What you need to do
Leaving out the pictures, output the lines from the one that contains "the white goal" through the end of the material, exactly as they stand.

Raw data
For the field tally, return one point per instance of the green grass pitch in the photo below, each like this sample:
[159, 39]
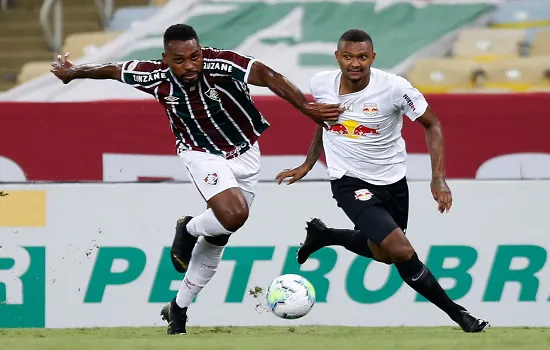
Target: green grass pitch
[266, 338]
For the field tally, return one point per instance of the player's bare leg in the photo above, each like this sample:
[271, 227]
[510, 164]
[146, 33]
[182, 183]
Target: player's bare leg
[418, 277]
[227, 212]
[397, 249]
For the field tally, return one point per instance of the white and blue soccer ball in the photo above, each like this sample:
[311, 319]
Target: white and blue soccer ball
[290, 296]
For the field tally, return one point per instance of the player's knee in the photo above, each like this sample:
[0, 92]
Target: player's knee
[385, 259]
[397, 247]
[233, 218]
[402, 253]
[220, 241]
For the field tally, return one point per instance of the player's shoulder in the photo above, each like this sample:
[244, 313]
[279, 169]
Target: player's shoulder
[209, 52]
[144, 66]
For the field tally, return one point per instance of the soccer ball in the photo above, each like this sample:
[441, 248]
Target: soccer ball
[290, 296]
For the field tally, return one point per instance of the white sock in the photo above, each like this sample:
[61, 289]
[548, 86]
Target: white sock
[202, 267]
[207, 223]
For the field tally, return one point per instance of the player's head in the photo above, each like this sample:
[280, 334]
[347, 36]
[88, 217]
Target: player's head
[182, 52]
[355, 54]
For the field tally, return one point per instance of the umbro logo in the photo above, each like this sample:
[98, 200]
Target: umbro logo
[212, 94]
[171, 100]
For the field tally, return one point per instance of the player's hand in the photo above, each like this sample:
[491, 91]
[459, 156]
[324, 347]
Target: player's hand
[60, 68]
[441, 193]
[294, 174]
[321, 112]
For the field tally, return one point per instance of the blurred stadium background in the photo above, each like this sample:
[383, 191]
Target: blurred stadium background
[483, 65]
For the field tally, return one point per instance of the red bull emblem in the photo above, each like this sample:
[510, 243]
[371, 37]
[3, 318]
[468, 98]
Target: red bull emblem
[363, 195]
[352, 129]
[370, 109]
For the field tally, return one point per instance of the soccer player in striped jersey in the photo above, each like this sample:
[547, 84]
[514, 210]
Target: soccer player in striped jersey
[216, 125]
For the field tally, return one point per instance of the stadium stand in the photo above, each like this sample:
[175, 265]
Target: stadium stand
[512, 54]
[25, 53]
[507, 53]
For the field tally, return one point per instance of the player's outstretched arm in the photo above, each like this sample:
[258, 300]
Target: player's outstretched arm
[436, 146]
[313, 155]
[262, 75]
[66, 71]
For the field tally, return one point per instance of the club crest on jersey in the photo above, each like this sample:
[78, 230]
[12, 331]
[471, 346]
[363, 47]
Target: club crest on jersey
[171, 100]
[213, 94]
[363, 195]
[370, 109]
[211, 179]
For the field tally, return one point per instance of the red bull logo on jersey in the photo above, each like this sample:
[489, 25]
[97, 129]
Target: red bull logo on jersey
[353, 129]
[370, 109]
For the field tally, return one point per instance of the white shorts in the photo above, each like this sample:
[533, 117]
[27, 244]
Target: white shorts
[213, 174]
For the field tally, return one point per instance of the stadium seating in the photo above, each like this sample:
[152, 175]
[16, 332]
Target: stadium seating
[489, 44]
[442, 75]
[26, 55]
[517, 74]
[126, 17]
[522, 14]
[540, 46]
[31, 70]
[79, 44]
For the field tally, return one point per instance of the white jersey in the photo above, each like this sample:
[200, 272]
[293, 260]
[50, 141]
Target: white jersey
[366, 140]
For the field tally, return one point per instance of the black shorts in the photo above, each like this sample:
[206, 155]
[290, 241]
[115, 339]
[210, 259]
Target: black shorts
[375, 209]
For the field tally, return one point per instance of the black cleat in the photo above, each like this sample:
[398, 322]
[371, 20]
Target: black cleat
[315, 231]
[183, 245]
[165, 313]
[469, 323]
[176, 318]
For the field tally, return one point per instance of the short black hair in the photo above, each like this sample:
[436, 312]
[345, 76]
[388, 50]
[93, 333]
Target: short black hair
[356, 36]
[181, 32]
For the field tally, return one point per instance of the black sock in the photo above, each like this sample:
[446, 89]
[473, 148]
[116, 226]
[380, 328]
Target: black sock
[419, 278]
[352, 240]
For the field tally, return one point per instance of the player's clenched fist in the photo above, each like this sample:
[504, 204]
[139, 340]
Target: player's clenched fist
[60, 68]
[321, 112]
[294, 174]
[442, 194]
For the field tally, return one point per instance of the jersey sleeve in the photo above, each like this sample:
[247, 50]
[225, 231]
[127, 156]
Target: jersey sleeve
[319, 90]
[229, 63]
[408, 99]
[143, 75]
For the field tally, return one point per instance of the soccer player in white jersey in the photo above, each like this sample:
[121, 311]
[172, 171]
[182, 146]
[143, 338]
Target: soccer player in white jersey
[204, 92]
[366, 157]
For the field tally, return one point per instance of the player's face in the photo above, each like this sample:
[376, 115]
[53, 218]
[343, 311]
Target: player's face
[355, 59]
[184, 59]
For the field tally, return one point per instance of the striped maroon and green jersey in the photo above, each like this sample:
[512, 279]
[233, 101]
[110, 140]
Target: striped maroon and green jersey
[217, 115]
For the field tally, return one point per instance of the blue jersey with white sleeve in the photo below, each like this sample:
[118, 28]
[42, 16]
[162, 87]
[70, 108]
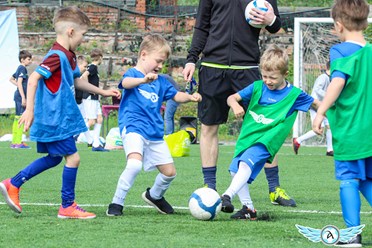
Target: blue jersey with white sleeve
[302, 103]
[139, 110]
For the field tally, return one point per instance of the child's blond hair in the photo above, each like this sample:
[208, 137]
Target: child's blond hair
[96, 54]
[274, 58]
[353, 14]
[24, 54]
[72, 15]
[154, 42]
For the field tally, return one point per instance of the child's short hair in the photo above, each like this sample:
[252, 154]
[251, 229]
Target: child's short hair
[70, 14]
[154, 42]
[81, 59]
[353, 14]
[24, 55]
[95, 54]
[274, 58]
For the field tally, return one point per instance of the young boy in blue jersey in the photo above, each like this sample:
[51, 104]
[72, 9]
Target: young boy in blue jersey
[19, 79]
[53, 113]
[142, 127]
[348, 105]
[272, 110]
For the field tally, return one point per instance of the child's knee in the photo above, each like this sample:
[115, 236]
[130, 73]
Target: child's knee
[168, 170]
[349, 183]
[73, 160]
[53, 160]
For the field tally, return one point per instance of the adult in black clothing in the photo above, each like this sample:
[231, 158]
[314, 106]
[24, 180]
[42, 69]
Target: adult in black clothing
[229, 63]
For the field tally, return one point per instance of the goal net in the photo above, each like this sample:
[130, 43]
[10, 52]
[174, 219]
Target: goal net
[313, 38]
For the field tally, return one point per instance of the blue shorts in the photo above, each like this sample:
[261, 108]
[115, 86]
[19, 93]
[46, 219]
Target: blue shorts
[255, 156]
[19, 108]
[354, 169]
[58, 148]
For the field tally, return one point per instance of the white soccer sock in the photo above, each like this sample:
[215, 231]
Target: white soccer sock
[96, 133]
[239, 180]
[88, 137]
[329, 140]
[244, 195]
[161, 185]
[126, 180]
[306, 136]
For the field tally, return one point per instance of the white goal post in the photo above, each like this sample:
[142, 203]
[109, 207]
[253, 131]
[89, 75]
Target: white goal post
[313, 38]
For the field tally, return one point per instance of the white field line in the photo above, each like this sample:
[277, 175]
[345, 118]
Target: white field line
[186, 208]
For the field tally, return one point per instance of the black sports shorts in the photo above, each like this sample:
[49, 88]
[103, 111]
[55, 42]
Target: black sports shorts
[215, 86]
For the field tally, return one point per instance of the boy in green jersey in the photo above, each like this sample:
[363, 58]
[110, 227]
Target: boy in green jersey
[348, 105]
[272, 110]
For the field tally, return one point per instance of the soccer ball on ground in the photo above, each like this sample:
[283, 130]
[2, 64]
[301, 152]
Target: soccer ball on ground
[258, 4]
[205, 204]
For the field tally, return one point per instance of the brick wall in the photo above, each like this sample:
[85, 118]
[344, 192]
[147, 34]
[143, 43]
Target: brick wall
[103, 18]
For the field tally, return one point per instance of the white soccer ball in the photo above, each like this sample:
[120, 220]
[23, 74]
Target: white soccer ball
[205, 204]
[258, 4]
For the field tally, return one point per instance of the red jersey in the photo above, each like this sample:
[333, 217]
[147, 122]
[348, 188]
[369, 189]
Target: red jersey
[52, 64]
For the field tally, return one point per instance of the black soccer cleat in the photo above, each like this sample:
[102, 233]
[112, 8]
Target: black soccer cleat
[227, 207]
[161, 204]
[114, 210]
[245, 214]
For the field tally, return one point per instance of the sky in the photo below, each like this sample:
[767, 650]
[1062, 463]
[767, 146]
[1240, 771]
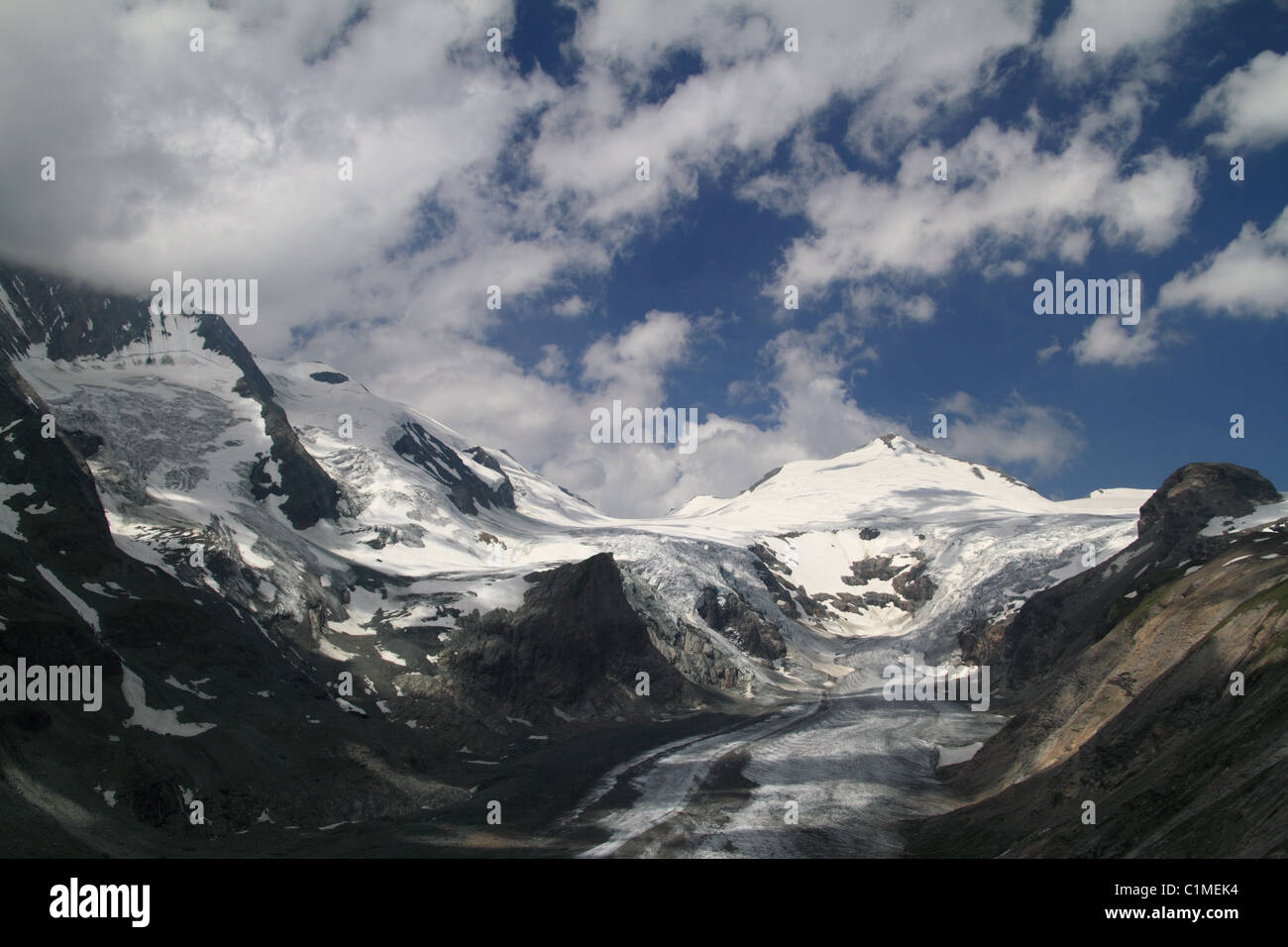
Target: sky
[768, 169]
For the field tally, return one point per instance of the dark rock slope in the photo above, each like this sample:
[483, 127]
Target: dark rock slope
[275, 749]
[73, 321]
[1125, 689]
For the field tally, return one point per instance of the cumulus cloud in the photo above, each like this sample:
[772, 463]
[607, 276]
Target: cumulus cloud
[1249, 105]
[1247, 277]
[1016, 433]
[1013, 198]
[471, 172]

Result for this exercise
For the field tally, return one point per instance of the white goal post in the photo above, each like this sample:
[142, 203]
[109, 207]
[253, 131]
[89, 75]
Target: white goal post
[313, 38]
For the field tally, return one point per instance of the white field line in the photo above, each like this sample:
[277, 175]
[345, 118]
Target: white field line
[186, 208]
For the field tally, return one point per instance of the black sports shorts in the photo above, each like this sample:
[49, 88]
[103, 111]
[55, 42]
Target: black sports shorts
[215, 86]
For the field tally, return one point per instance of the boy in green jersey in the photo above, each like this sample:
[363, 58]
[110, 227]
Target: boy in green jersey
[348, 105]
[272, 110]
For the field tally, return one point per instance of the soccer ball on ground in the photo above, each like this sample:
[283, 130]
[2, 64]
[301, 152]
Target: soccer ball on ground
[258, 4]
[205, 204]
For the field tally, return one point per instance of the brick wall in the photo above, each like this sample:
[85, 118]
[344, 192]
[147, 34]
[143, 43]
Target: brick wall
[103, 18]
For the field tally, return one point per instance of the white soccer ball in the photo above, each like this sample:
[120, 220]
[23, 74]
Target: white soccer ball
[205, 204]
[258, 4]
For the field tally, return one point per instance of the red jersey in the photo above, each like this sample:
[333, 217]
[147, 122]
[348, 188]
[369, 189]
Target: red jersey
[52, 64]
For the field tally, return one point per instance of the black soccer cleat in the photo above, each like this sample:
[102, 233]
[112, 8]
Target: black soccer cleat
[227, 207]
[161, 204]
[114, 210]
[245, 214]
For the field tally, return one point per instance of the sky in the photo below, each like this sample:
[767, 650]
[1062, 463]
[767, 146]
[1240, 771]
Target: sky
[768, 169]
For the field tally, return one point per instance of the dark rock slope in the photo above, each like this sample:
[483, 127]
Target: dark rock slope
[275, 749]
[73, 321]
[1125, 689]
For the field tally, return one point per instance of the cumulus cloud in the photo above, each like this sample:
[772, 463]
[607, 276]
Target: cumulus cloud
[1249, 105]
[1247, 277]
[1016, 433]
[1013, 198]
[471, 172]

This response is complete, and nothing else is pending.